Reading text Block Start
Minister of Economy and of Territorial Cohesion
- Incumbent
- Assumed office 5 June 2025
- Prime Minister: Luís Montenegro
- Preceded by: Pedro Reis (as Minister of Economy) Himself (as Minister Adjunct and for Territorial Cohesion)

Minister Adjunct and for Territorial Cohesion
- In office 2 April 2024 – 5 June 2025
- Prime Minister: Luís Montenegro
- Preceded by: Ana Catarina Mendes (as Minister Adjunct) Ana Abrunhosa (as Minister for Territorial Cohesion)
- Succeeded by: Gonçalo Saraiva Matias (as Minister Adjunct and for State Reform) Himself (as Minister of Economy and for Territorial Cohesion)
Reading text Block End
Data supplied Block Start
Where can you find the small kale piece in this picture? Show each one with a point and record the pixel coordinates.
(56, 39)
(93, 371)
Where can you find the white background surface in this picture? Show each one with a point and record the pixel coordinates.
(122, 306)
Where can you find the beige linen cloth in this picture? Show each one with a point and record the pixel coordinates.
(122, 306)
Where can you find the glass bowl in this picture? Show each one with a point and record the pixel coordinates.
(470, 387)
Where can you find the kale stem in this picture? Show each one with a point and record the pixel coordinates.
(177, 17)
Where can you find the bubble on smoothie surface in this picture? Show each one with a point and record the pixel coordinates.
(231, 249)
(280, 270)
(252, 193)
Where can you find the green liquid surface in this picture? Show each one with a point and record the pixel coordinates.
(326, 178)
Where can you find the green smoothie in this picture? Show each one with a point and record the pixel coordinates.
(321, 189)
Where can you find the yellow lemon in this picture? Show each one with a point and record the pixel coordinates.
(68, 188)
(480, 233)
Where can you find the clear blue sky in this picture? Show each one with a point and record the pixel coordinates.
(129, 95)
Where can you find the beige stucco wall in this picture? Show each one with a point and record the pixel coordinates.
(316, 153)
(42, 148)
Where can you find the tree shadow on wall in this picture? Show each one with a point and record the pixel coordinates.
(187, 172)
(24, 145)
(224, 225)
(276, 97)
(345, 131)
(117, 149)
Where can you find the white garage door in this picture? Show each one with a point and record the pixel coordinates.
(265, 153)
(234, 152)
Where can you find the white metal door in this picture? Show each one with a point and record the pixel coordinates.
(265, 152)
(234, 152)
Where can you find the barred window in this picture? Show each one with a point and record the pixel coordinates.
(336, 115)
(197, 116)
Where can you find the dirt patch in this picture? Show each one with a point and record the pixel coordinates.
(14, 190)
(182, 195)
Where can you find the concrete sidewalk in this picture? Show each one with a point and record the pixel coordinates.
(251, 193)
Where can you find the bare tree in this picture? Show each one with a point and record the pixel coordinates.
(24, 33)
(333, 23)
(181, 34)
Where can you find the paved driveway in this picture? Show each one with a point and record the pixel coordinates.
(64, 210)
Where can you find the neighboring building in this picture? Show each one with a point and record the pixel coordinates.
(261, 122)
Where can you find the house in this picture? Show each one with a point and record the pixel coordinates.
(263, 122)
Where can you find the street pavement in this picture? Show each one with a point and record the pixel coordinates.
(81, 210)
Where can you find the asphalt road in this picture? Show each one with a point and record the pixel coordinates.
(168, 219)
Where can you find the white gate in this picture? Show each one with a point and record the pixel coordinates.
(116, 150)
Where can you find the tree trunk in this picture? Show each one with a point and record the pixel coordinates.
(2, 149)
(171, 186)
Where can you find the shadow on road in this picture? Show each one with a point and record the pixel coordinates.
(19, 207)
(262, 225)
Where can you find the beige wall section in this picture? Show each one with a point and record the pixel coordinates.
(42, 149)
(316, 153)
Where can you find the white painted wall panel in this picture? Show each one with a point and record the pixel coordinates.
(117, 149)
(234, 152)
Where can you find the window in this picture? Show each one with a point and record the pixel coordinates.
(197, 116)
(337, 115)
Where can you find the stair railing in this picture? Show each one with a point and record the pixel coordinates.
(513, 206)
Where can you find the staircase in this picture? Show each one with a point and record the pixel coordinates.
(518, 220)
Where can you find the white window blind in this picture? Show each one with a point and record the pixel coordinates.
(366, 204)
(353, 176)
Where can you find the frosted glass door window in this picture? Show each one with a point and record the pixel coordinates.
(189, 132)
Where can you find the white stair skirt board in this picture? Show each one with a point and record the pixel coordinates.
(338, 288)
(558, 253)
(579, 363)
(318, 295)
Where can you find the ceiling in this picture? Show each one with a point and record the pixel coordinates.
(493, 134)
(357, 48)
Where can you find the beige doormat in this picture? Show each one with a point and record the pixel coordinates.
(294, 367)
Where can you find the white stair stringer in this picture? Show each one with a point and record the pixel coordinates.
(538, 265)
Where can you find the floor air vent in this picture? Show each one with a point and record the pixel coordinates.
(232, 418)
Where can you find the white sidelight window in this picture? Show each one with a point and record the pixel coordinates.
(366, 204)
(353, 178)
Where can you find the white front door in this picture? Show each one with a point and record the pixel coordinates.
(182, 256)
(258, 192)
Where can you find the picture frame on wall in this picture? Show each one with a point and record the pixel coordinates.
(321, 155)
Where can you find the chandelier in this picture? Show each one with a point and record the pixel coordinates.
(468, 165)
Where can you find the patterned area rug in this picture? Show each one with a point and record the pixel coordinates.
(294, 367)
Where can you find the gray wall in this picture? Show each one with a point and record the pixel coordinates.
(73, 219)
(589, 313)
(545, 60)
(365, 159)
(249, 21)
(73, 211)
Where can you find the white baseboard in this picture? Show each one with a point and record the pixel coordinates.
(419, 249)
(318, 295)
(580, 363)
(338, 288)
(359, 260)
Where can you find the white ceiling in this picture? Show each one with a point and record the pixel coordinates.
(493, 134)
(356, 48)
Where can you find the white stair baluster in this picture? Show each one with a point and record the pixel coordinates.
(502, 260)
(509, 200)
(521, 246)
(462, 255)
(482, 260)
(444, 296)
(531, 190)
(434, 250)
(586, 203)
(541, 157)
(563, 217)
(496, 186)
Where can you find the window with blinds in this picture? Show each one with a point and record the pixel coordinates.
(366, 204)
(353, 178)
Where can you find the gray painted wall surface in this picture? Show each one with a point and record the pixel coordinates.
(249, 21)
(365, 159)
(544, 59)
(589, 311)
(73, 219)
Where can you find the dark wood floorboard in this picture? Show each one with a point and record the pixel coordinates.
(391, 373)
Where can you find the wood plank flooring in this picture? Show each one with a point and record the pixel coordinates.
Data supplied Block End
• **Problems to work on**
a. Check each statement against the ministerial infobox above. Answer yes or no, and quote the words that decide it.
(i) The term as Minister Adjunct and for Territorial Cohesion began on 2 April 2024.
(ii) Pedro Reis was the predecessor as Minister Adjunct.
(iii) Luís Montenegro was Prime Minister during both offices listed.
b. According to the ministerial infobox, who succeeded to the office of Minister Adjunct and for State Reform?
c. Write a continuation of the ministerial infobox, starting after its last line.

• **Numbered answers**
a.
(i) Yes: "In office 2 April 2024 – 5 June 2025".
(ii) No: "Ana Catarina Mendes (as Minister Adjunct)".
(iii) Yes: "Prime Minister: Luís Montenegro" appears under both offices.

b. Gonçalo Saraiva Matias.

c.
Secretary of State for Regional Development
- In office 13 April 2013 – 30 October 2015
- Prime Minister: Pedro Passos Coelho
- Minister: Miguel Poiares Maduro

Mayor of São João da Madeira
- In office 16 December 2001 – 12 April 2013
- Preceded by: Manuel Cambra
- Succeeded by: Ricardo Figueiredo

Secretary of State for Education and Sports
- In office 7 December 1993 – 28 October 1995
- Prime Minister: Aníbal Cavaco Silva
- Minister: Manuela Ferreira Leite

Member of the Assembly of the Republic
- In office 6 October 1991 – 15 December 2001
- Constituency: Aveiro

Personal details
- Born: Manuel Castro Almeida 28 October 1957 (age 68) São João da Madeira, Portugal
- Party: Social Democratic Party
- Education: University of Coimbra
- Occupation: Lawyer • Politician

= Manuel Castro Almeida =

Portuguese lawyer and politician (born 1957)

Manuel Castro Almeida (born 28 October 1957) is a Portuguese lawyer and politician who has been serving as Minister in Adjunct and for Territorial Cohesion in the government of Prime Minister Luís Montenegro since 2024.

==Political career==
Castro Almeida was Secretary of State for Regional Development in the government of Pedro Passos Coelho. Previously, he was a member of the Assembly of the Republic for the Social Democratic Party, Secretary of State for Education and Sports and Mayor of São João da Madeira.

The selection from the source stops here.